[Rows of box annotation data]
──────────────────────────────

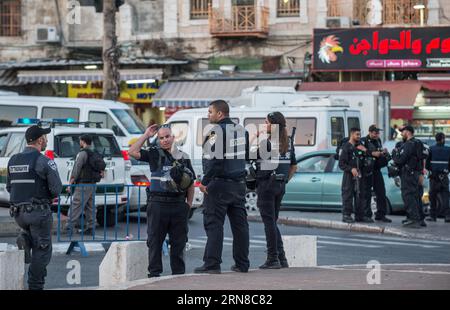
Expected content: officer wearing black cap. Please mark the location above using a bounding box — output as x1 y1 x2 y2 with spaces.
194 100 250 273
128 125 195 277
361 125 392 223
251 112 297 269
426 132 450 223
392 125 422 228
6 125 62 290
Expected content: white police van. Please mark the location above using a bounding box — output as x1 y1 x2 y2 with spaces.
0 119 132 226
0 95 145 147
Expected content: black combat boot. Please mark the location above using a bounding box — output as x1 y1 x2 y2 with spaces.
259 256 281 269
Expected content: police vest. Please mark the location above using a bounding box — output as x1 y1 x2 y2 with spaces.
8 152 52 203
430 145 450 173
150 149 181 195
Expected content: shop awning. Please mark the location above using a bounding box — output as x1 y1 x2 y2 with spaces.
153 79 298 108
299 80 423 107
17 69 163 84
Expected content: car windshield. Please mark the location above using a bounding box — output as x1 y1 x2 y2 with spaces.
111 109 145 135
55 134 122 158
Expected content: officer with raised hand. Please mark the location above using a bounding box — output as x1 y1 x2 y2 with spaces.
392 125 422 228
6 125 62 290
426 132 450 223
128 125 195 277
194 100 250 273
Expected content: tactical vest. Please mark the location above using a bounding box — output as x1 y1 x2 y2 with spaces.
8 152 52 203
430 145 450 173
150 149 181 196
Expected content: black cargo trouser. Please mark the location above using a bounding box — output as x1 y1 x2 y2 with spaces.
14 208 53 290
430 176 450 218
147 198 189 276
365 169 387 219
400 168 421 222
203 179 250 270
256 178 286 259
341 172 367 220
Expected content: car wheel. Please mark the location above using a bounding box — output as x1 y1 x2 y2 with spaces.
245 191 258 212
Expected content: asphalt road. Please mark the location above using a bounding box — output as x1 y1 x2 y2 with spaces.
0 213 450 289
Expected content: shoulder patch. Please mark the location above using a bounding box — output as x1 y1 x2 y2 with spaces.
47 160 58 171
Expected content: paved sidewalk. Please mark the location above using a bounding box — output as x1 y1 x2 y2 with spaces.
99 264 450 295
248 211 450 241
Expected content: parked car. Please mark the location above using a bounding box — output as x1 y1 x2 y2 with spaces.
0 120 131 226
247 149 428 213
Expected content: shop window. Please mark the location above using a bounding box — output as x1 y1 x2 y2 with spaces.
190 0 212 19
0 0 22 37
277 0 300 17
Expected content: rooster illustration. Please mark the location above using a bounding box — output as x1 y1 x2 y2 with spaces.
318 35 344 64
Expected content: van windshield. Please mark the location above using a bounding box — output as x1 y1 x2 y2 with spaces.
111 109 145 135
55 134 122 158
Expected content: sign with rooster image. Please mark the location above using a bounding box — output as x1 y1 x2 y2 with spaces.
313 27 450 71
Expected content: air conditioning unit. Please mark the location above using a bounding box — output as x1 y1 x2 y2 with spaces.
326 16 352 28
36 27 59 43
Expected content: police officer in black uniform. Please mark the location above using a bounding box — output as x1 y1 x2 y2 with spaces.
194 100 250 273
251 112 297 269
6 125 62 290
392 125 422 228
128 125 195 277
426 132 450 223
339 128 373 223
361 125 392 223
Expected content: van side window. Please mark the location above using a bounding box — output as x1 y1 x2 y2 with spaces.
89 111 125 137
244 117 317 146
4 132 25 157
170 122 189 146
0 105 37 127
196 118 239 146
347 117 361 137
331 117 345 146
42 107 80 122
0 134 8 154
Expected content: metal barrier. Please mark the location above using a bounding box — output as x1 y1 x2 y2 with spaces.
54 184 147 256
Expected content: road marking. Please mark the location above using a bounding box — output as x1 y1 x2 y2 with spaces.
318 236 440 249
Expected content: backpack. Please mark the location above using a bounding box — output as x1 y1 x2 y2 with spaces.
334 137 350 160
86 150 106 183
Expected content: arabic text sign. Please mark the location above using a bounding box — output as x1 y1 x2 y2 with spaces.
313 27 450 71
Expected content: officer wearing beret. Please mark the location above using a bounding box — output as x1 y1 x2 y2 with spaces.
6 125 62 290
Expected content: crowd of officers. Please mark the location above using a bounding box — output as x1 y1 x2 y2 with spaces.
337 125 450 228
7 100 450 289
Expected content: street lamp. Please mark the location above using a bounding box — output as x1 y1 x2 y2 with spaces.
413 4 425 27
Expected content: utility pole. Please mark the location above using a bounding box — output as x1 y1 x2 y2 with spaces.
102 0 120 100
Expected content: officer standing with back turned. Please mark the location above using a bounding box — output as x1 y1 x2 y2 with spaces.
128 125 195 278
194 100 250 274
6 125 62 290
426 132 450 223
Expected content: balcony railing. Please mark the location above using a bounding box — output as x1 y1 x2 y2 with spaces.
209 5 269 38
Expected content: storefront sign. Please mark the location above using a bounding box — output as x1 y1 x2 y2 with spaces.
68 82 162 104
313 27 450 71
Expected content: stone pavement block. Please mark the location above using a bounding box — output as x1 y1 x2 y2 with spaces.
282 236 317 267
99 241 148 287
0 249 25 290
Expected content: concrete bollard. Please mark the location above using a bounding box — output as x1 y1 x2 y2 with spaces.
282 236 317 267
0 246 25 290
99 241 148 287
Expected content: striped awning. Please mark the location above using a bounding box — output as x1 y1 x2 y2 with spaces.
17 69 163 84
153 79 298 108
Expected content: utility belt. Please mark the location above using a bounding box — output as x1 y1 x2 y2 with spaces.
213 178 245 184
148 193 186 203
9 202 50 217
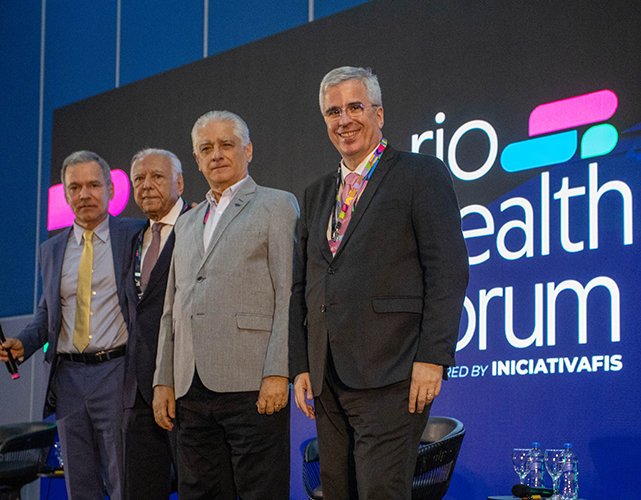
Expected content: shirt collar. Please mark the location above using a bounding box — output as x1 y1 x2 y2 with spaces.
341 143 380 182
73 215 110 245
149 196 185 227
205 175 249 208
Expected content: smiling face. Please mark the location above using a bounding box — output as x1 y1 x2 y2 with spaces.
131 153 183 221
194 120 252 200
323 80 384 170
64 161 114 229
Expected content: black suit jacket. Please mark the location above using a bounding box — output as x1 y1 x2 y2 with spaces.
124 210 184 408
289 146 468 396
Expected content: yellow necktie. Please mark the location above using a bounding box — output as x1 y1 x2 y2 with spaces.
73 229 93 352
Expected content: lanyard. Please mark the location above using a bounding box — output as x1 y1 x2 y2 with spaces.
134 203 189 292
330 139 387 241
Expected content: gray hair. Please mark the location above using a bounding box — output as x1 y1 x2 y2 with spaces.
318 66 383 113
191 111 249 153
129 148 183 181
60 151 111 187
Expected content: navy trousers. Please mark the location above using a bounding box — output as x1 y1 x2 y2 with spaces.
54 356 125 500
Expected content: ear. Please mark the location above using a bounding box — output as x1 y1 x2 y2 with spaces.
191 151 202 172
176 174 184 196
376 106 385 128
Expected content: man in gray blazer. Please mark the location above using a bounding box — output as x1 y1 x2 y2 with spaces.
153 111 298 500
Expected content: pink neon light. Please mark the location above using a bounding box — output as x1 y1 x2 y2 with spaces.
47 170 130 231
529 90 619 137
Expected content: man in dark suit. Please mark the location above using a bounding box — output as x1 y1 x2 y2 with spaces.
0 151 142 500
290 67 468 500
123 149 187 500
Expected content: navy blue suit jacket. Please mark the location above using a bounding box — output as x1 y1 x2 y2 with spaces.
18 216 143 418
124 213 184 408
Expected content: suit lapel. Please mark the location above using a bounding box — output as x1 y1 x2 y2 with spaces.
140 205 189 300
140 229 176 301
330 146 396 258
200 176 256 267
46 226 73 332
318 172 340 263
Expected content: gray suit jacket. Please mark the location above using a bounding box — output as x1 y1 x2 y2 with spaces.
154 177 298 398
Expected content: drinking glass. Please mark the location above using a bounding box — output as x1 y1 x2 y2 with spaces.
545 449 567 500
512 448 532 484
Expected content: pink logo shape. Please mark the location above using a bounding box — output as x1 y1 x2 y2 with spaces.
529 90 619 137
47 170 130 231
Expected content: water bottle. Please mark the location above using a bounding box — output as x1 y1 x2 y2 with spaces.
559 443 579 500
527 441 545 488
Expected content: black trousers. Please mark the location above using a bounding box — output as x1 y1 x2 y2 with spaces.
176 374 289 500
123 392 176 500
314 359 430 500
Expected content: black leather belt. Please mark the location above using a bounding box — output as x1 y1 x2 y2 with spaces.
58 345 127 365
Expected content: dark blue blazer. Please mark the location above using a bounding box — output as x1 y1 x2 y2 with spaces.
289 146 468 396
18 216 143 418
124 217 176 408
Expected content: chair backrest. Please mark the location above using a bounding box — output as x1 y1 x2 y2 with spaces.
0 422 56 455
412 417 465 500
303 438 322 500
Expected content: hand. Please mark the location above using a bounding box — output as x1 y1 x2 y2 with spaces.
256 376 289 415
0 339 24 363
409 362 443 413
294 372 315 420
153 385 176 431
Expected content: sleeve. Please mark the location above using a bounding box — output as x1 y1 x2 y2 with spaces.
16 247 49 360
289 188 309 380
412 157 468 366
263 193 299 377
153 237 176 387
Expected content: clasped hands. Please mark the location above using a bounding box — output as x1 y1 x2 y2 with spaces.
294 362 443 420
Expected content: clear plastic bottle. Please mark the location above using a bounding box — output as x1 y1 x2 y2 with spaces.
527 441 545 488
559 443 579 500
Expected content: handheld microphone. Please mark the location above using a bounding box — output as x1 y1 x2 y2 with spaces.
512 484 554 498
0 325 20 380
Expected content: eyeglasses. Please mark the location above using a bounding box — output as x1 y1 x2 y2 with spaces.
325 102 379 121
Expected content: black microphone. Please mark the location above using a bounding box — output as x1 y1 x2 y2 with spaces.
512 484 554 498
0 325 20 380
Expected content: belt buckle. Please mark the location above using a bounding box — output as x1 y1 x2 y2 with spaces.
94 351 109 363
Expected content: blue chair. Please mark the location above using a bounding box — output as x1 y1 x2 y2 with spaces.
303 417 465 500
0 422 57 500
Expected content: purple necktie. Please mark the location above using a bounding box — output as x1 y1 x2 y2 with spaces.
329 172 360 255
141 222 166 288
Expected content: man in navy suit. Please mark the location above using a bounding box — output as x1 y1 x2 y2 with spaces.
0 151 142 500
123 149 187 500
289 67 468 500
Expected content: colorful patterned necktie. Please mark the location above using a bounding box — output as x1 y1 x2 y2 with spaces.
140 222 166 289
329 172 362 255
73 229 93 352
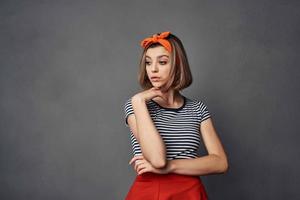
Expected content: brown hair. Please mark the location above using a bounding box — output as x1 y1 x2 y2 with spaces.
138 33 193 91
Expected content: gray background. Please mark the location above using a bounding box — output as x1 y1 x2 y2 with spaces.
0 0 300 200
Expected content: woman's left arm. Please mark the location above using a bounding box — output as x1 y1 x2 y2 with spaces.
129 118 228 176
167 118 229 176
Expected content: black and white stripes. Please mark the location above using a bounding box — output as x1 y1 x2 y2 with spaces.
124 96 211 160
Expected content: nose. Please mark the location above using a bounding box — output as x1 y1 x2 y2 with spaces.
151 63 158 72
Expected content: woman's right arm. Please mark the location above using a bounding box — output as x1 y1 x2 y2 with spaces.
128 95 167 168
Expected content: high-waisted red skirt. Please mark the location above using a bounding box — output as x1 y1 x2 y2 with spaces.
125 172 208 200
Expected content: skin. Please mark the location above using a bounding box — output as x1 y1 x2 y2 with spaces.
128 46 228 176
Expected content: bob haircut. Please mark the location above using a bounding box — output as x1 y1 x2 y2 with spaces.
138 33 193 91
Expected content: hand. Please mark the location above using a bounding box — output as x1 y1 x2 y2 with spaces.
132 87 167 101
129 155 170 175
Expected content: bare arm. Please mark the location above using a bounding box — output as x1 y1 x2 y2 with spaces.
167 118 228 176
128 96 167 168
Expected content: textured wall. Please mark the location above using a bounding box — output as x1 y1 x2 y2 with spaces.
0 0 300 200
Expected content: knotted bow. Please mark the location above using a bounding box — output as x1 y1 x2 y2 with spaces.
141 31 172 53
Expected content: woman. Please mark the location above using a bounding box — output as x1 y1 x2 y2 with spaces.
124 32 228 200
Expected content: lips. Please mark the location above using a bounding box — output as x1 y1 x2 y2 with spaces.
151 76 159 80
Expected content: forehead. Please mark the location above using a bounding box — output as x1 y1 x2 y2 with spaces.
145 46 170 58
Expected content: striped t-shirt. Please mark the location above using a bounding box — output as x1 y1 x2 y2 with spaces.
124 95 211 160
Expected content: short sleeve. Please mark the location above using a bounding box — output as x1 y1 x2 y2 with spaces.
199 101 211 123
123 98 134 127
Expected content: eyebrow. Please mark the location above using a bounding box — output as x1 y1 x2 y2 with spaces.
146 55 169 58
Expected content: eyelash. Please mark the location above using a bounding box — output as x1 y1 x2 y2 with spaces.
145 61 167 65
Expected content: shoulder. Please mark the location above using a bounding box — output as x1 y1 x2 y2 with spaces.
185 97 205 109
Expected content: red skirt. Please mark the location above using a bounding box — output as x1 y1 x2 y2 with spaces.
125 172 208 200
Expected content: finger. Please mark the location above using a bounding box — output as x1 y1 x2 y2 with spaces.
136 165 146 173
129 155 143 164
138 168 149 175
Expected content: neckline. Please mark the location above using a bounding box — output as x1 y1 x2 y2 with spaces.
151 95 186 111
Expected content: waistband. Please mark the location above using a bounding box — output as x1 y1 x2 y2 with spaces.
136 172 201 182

──────────────────────────────

Rewrite the data starting at the line that contains "Expected content: finger." and ending after the line that contains "138 168 149 175", swapping "bounding box" for "rectangle" and keeping everything else the same.

• **Answer to this task**:
Expected content: finger. Please mark the location above using a rectangle — output as x1 y1 x2 y2 with spaces.
136 165 146 173
129 155 143 164
138 168 149 175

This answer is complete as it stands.